*** Exercise materials

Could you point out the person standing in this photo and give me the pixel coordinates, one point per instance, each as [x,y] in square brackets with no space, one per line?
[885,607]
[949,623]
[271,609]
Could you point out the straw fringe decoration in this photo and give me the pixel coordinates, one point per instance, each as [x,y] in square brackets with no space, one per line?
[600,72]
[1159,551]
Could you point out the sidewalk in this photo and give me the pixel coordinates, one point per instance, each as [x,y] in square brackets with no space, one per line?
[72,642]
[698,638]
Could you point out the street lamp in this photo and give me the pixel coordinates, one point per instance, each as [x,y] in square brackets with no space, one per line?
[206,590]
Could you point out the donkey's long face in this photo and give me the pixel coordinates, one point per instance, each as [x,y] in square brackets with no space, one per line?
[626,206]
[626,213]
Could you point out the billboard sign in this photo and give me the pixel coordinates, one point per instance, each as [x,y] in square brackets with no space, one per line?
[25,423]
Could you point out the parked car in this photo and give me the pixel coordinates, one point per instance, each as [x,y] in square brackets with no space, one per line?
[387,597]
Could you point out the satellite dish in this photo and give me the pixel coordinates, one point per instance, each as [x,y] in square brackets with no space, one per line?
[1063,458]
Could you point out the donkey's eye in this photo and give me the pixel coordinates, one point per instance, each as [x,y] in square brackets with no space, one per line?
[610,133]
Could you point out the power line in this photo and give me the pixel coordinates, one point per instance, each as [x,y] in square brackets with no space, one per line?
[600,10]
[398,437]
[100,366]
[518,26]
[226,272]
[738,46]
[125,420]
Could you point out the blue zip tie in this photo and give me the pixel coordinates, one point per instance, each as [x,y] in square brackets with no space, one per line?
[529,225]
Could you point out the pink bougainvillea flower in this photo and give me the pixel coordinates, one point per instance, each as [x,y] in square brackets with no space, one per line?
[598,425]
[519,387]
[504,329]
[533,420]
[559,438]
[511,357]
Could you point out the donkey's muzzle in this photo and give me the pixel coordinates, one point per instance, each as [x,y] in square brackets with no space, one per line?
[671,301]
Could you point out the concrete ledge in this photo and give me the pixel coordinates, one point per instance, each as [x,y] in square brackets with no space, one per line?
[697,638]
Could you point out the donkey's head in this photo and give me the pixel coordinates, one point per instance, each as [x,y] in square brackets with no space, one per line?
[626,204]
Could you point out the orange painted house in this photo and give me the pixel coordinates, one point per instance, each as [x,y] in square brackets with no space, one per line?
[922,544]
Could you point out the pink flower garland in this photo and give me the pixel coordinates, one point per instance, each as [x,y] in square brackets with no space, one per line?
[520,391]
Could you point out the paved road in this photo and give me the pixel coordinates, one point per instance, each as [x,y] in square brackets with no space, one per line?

******

* What the task asks *
Type out every record above once more, exactly.

* Written answer *
Could you point out the person standing in this photo and give me the pixel coordinates, one point per instance, each as [x,y] in square brackets with no space, one per line?
[885,607]
[949,623]
[271,609]
Could you point out the straw fringe decoration in this photo and give me the pixel coordinates, one point per instance, each as [x,y] in square brackets with no space, one per line?
[600,72]
[1159,551]
Could you point out the sidewalk in this photo and give me the pixel coordinates, one point per instance, each as [x,y] in square brackets with no space, one per line?
[72,642]
[698,638]
Could you point out the street lamp in this photo and give me the pixel coordinates, one point per instance, each as [x,y] in square brackets with no space, one per line?
[206,590]
Could you point out the donkey's long face in this photo and give me the pixel coordinates, one point per instance, each as [x,y] in square brackets with no space, one per line?
[626,206]
[626,213]
Could you point out the billboard sign in this photo and give me the pixel coordinates, one point per instance, each as [x,y] in square brackets with no space, one per line?
[25,423]
Could you point out the parked car in this photo and give me the pixel coordinates, one point per instance, each as [x,y] in square brackets with no space, one per line?
[387,597]
Could you point out the satellite dish in this photo and give me the pixel coordinates, one point per instance, each as [x,y] in square brackets with no space, one per line?
[1063,458]
Could you point out the donkey's eye in this photo and give me the pixel coordinates, one point per instance, each as [x,y] in square brackets with no space, one per line?
[610,133]
Could you point out the power line in this photo and give me the pixel coordinates, one point per instance, each as [x,y] in square brackets with no space, one per line?
[600,10]
[398,437]
[100,366]
[518,26]
[226,272]
[738,46]
[125,420]
Could you point out the blue zip tie in this photo and give me the pixel coordinates, one point per instance, each as [x,y] in square brackets with no space, one per line?
[529,225]
Could you point out the pink bougainvillea flower in this photo and give me the pixel coordinates, one point per instance, each as [x,y] in square brackets with no space, one per line?
[598,425]
[519,387]
[504,329]
[533,420]
[559,438]
[511,357]
Could you point out the donkey's muzzle in this photo and give me the pixel coordinates, one point per instance, each as [x,y] in square brackets with no space, one per line?
[671,301]
Could you point out the concrete ledge in this photo and give me the pixel coordinates, one point per instance, each as [x,y] in square brackets with no space, one per line?
[697,638]
Could you point out the donkey's head in this photo and give me the pixel coordinates, one point per instance, each as [x,y] in square brackets with no space, one per line?
[626,204]
Could you point out the orange painted house in this photo and give me the pixel coordinates, one point per instance, each as [x,y] in square brackets with no space, one per line?
[922,544]
Could you point out the pink flower garland in this photo and give me the pixel coordinates, one point per instance, each as [x,y] in square brackets with no space, one per line?
[520,391]
Could you point out the paved road in this photo and give me the pixel coordinates, one point per instance, each as [x,y] in square brackets with no space, one per line?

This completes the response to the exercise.